#### Passage for review

Cerebral palsy can be caused by medical malpractice

The birth of a child should be an exciting event filled with joy. Yet, all too often medical errors result in irreversible birth injuries. These birth injuries can leave your child with severe pain, and the implications of the harm suffered can be wide-ranging and long-lasting. It may require lifelong care, and treating the injury itself and any resulting medical conditions can be extremely costly. Perhaps worst of all is seeing your child grow up facing difficulties that his or her peers don’t have to contend with.

One of these medical conditions that results from a birth injury is cerebral palsy. Cerebral palsy is a disorder caused by brain damage or deformity that affects the development and coordination of muscles, leaving to difficulty moving. These problems can be so severe that a cerebral palsy sufferer may struggle to walk, grab items, and even swallow. Others suffer from intellectual disabilities. The spectrum of severity can be pretty wide, but all forms of cerebral palsy are severe and can have a drastic affect on an individual’s life.

########
#### Supplied material

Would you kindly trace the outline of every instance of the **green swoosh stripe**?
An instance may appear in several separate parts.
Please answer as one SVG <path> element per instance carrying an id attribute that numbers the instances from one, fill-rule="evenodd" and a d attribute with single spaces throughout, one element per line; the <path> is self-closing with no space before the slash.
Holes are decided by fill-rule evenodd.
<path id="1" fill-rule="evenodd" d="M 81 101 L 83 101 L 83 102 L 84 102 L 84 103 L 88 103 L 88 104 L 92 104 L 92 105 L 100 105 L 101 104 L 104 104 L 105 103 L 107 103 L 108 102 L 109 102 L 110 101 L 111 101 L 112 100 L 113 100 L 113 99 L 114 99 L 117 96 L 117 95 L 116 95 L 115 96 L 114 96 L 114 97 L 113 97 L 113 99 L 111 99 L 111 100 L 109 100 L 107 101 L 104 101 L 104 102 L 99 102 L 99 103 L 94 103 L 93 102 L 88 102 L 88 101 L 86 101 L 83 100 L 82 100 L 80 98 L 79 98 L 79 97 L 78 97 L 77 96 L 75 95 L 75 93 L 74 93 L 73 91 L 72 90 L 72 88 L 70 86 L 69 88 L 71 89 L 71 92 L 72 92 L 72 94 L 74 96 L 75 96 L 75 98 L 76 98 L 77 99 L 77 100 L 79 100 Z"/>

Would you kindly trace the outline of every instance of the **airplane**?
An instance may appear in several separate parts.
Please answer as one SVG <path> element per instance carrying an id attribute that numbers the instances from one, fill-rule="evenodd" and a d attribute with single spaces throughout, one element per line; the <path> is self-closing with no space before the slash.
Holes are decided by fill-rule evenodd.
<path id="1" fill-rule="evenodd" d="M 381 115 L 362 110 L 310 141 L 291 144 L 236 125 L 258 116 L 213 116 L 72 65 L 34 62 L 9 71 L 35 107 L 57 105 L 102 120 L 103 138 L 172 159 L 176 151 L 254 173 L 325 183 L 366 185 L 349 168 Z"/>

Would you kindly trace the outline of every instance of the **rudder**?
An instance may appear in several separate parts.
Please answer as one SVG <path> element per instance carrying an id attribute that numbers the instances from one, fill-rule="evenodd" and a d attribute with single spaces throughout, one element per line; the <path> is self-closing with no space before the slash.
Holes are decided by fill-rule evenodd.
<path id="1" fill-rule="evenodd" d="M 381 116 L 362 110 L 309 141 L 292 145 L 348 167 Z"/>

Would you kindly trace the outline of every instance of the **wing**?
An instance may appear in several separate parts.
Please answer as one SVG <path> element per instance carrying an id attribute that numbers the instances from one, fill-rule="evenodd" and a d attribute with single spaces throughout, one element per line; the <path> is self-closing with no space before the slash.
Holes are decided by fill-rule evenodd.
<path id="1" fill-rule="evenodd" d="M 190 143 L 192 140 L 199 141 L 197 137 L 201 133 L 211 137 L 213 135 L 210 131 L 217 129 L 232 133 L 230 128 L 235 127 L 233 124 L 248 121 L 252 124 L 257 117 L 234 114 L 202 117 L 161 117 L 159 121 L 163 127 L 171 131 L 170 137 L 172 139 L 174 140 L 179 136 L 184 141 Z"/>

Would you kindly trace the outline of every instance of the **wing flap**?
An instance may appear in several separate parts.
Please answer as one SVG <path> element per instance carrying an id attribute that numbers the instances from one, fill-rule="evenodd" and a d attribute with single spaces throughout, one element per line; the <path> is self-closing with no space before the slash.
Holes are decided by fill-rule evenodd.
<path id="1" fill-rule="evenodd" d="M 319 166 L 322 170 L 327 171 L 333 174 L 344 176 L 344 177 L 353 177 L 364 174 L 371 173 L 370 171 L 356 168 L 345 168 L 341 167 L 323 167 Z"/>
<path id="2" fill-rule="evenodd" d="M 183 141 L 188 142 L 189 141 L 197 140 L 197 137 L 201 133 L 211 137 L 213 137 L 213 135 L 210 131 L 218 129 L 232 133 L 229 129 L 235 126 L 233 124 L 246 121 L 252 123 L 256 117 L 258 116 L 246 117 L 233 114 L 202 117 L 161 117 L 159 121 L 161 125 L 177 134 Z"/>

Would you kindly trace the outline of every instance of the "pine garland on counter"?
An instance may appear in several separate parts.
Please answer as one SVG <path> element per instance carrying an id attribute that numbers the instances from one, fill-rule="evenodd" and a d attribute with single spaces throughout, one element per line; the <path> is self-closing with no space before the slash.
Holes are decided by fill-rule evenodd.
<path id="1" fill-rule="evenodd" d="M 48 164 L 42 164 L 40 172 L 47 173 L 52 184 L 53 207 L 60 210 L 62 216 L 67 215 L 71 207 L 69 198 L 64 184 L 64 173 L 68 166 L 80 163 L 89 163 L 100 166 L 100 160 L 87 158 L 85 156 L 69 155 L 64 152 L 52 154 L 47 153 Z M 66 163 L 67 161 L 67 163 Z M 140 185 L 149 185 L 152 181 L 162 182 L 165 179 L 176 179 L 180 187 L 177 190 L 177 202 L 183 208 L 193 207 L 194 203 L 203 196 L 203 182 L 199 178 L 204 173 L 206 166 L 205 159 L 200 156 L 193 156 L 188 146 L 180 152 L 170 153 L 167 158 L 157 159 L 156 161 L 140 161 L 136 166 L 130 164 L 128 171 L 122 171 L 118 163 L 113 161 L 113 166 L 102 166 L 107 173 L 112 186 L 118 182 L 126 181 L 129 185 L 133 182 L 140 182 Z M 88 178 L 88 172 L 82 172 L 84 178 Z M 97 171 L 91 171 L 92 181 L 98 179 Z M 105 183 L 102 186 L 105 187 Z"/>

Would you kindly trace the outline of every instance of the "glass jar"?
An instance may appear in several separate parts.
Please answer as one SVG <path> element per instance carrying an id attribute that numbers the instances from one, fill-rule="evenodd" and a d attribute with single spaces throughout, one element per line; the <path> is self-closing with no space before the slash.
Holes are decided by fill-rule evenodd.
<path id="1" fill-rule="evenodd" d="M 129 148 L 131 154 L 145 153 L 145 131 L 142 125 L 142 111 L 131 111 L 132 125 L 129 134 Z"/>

########

_Task instructions_
A: In the passage on cerebral palsy and medical malpractice, what three actions might a person with severe cerebral palsy struggle to perform?
B: Continue the passage on cerebral palsy and medical malpractice from where it stops.

_Task responses_
A: Walking, grabbing items, and swallowing.

B:
Perhaps worst of all is the fact that many cases of cerebral palsy are entirely preventable. This is because they are caused by medical malpractice that can take many shapes. A delayed delivery can deprive your child of oxygen, thereby causing damage to the brain, and an untreated infection can intensify, causing irreversible damage. Poor fetal monitoring and errors made during the delivery process can also cause damage to the brain.

If a negligent doctor or negligent medical practices at a hospital harmed your child, then you’re probably riding a wave of emotions. You’re angry, you’re sad, you’re frustrated, and you’re scared for your child’s future. Those feelings are legitimate, and you shouldn’t try to suppress them. Instead, you should embrace them and use them as fuel to pursue a medical malpractice lawsuit against those responsible for your child’s injury. If successful, then you might be able to find accountability and recover compensation to help you and your child obtain needed treatment and move on with the next chapter of your lives.